_EXERCISE MATERIAL_.
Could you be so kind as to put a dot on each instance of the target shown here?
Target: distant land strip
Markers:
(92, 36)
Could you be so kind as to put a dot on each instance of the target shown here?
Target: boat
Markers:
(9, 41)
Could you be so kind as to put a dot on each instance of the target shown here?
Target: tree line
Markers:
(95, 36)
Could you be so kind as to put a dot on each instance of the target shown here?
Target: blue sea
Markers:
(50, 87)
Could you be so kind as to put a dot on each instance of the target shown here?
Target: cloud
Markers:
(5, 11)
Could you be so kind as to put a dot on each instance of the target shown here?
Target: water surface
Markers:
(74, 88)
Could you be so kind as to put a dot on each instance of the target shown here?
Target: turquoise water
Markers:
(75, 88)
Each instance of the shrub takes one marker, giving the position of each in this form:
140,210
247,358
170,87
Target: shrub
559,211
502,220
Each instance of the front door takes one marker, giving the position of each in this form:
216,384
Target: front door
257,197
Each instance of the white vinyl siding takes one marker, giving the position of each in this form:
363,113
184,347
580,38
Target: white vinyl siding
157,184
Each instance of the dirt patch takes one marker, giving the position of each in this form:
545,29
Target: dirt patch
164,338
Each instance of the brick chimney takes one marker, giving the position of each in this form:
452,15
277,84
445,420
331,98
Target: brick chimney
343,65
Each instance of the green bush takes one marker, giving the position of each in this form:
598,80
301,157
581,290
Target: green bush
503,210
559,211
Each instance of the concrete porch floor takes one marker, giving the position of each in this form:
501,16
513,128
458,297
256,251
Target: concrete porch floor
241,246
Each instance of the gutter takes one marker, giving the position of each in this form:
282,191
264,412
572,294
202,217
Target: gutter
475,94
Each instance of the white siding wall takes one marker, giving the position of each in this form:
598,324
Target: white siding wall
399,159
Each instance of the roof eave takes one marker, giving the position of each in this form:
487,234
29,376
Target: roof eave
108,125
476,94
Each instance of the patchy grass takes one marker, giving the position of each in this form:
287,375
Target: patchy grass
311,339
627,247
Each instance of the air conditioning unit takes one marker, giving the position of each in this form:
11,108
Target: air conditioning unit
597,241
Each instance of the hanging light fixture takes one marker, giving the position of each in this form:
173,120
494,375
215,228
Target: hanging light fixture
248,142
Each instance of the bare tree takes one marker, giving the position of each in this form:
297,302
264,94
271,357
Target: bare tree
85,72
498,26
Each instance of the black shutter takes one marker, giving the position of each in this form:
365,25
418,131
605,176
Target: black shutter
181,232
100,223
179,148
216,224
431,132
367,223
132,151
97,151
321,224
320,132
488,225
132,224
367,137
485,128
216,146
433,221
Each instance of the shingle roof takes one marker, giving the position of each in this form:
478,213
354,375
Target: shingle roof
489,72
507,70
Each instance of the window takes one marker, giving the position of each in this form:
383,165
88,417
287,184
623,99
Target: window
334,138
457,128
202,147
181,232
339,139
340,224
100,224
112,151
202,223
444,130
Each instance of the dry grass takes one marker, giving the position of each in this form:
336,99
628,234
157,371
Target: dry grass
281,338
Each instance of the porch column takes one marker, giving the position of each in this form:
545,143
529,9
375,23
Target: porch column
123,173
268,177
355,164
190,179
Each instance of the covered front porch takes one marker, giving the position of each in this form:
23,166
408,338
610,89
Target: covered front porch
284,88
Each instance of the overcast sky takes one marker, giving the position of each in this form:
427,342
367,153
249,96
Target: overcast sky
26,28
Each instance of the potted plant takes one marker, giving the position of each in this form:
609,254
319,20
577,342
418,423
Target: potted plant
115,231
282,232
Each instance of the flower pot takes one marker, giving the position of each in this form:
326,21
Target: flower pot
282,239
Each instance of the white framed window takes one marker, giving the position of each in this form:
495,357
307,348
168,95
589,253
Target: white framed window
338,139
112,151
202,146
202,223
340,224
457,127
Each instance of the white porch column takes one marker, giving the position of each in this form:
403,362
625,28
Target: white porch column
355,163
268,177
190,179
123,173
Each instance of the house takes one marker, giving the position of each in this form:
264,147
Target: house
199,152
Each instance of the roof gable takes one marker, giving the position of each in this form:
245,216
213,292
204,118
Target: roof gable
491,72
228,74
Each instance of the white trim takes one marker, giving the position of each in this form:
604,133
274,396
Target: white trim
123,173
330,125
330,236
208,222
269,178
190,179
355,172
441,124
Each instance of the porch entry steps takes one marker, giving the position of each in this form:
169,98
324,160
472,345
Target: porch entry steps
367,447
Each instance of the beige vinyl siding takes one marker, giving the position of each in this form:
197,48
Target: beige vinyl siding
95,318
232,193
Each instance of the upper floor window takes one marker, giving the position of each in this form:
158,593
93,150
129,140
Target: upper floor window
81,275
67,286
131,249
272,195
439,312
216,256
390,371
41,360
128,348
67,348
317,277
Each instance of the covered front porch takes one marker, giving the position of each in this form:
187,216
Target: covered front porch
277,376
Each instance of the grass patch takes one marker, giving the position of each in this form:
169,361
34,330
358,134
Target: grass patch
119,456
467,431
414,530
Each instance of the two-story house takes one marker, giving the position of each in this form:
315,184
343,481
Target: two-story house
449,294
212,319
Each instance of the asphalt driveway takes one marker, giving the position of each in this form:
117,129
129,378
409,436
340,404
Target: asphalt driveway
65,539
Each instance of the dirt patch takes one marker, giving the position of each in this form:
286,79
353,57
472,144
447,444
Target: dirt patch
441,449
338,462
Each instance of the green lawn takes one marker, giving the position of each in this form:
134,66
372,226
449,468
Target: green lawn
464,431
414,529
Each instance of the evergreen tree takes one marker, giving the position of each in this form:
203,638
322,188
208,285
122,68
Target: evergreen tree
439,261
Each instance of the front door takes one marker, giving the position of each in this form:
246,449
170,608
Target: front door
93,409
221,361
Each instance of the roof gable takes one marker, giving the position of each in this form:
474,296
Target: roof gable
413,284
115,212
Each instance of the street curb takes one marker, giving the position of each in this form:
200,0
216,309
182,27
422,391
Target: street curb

_PROBLEM DESCRIPTION_. Quote each line of the data above exactly as written.

_THE RESPONSE_.
Could you be so kind as to put a dot on each instance of the target shown here?
Target: distant land strip
Markers:
(92, 36)
Could you be so kind as to put a dot on each instance of the target shown here?
Target: boat
Markers:
(9, 41)
Could you be so kind as to put a dot on each instance of the target shown here?
Target: tree line
Markers:
(95, 36)
Could you be so kind as to put a dot on each instance of the target shown here?
Target: blue sea
Markers:
(50, 87)
Could you be so kind as to put a dot on each instance of the target shown here?
Target: cloud
Markers:
(5, 11)
Could you be so kind as to put a dot on each instance of the target shown here?
Target: water surface
Markers:
(74, 88)
Could you be so kind as to put a dot on each instance of the target shown here?
Target: turquoise water
Markers:
(75, 88)
Each instance of the shrub takes one marker, giving the position of each in this form:
140,210
247,358
170,87
Target: shrub
559,211
502,220
Each instance of the front door takes one marker, giving the position of each in this form:
216,384
Target: front door
257,197
Each instance of the white vinyl siding takes one marker, giving the position of each in this form:
363,113
184,347
580,38
Target: white vinyl siding
157,184
Each instance of the dirt patch takes one marker, giving the position of each in this form:
545,29
Target: dirt patch
164,338
Each instance of the brick chimney takes one marker, giving the position of each in this form:
452,15
277,84
445,420
331,98
Target: brick chimney
343,65
Each instance of the green bush takes one marker, giving the position of each in this form:
598,80
301,157
581,290
Target: green bush
503,210
559,211
Each instance of the concrete porch floor takes one marker, giving the position of each in this form:
501,16
513,128
458,297
256,251
Target: concrete porch floor
241,246
Each instance of the gutter takes one marker, giving the position of each in this form:
282,191
264,412
572,294
202,217
Target: gutter
475,94
Each instance of the white siding wall takes one marker, giving the position of each in this form:
598,324
Target: white siding wall
399,159
Each instance of the roof eave takes one marker, giving the position of each in this form:
487,234
29,376
Target: roof eave
108,125
476,94
Each instance of the patchy grass takes one marker, giving the position of each in this form:
287,375
Target: patchy grass
311,339
627,247
Each instance of the air conditioning unit takes one marker, giving the position of each in this form:
11,108
Target: air conditioning unit
597,241
Each instance of the hanging light fixture takes one marker, giving the position of each in this form:
173,120
494,375
215,228
Target: hanging light fixture
248,142
Each instance of the bare tree takes one marker, giving the position of each in this form:
297,302
264,94
271,357
Target: bare tree
85,72
498,26
Each instance of the black shutter takes one marker, giving the position of each in this form:
365,25
418,131
605,176
Target: black shutter
181,232
100,223
179,148
216,224
431,132
367,223
132,151
97,151
321,224
320,132
488,225
132,224
367,137
485,128
216,146
433,221
Each instance of the shingle roof takes one marker, giving the position of each in this form:
478,213
354,375
Target: shingle roof
489,72
507,70
Each instance of the window takes one marker, giving the position of each in this form:
383,165
88,417
287,184
623,99
Target: window
334,138
457,128
202,147
181,232
339,139
340,224
100,224
112,151
202,223
444,130
Each instance of the dry grass takes one marker, giving the position of each in this form:
336,99
628,234
157,371
Target: dry grass
281,338
Each instance of the porch column takes one marker, giving the position of each in this form:
545,143
529,9
375,23
Target: porch column
123,173
268,177
355,164
190,179
Each instance of the covered front porch takes one marker, giving the position of each in this form:
23,166
408,338
610,89
Target: covered front porch
284,88
Each instance of the overcast sky takes one marker, giving the position of each in this form:
427,342
367,153
249,96
Target: overcast sky
26,28
Each instance of the potted plant takes one marker, giving the position of each in this form:
609,254
319,20
577,342
418,423
Target: potted plant
115,231
282,232
Each instance of the flower pot takes one marker, giving the position of each in this form:
326,21
Target: flower pot
282,239
Each instance of the white framed window takes one marker, giving the position of each in this form:
495,357
307,348
168,95
589,253
Target: white framed window
338,139
112,151
202,146
202,223
340,224
457,127
Each instance of the white porch column takes one marker, giving the position of each in this form:
403,362
625,28
Target: white porch column
355,163
268,177
190,179
123,173
Each instance of the house takes one marker, giving the position of each in this form:
264,147
Target: house
199,152
Each instance of the roof gable takes one marker, giving the position of each in this form:
245,216
213,292
204,118
Target: roof gable
491,72
228,74
Each instance of the white trim takes one marker, giving the position of each in this form:
604,133
274,396
Target: white trim
123,173
330,125
330,236
208,222
269,178
190,179
355,172
441,124
Each instance of the porch entry steps takes one marker, giving the position of each in this form:
169,98
324,160
472,345
Target: porch entry steps
367,447
Each instance of the beige vinyl siding takes one marker, giving the position of each in this form:
197,48
Target: beige vinyl siding
95,318
232,193
Each instance of the upper floor window takes one marker, giving the position of each in this form:
158,593
93,150
129,140
Target: upper floor window
81,275
67,286
131,249
272,195
439,312
216,256
390,371
41,360
128,348
67,348
317,277
Each instance of the covered front porch takes one marker, giving the position of each in this form:
187,216
Target: covered front porch
277,376
Each instance of the grass patch takes one marker, giving the position of each in this form:
169,361
34,330
358,134
Target: grass patch
119,456
467,431
414,530
Each instance of the two-story house takes one marker, giving the position of each in this form:
315,184
343,481
Target: two-story house
449,294
212,319
Each instance of the asphalt driveway takes one marker, giving the position of each in this form:
117,129
129,378
409,436
340,404
Target: asphalt driveway
65,539
Each instance of the dirt patch takes one marker, giving the position of each in this form:
286,79
353,57
472,144
447,444
Target: dirt patch
441,449
338,462
Each instance of the green lawn takes one marker, giving the position of each in this form:
134,66
372,226
449,468
Target: green lawn
464,431
414,529
Each instance of the evergreen tree takes one marker, giving the position of each in this form:
203,638
322,188
208,285
122,68
Target: evergreen tree
439,261
Each instance of the front door takes one marker, giving the position of each in this form:
246,449
170,608
Target: front door
93,409
221,361
Each instance of the roof gable takes one marker, giving the position of each in this form:
474,296
Target: roof gable
413,284
115,212
Each instance of the street curb takes one marker, giving the position of each in this form:
200,0
216,309
182,27
422,391
Target: street curb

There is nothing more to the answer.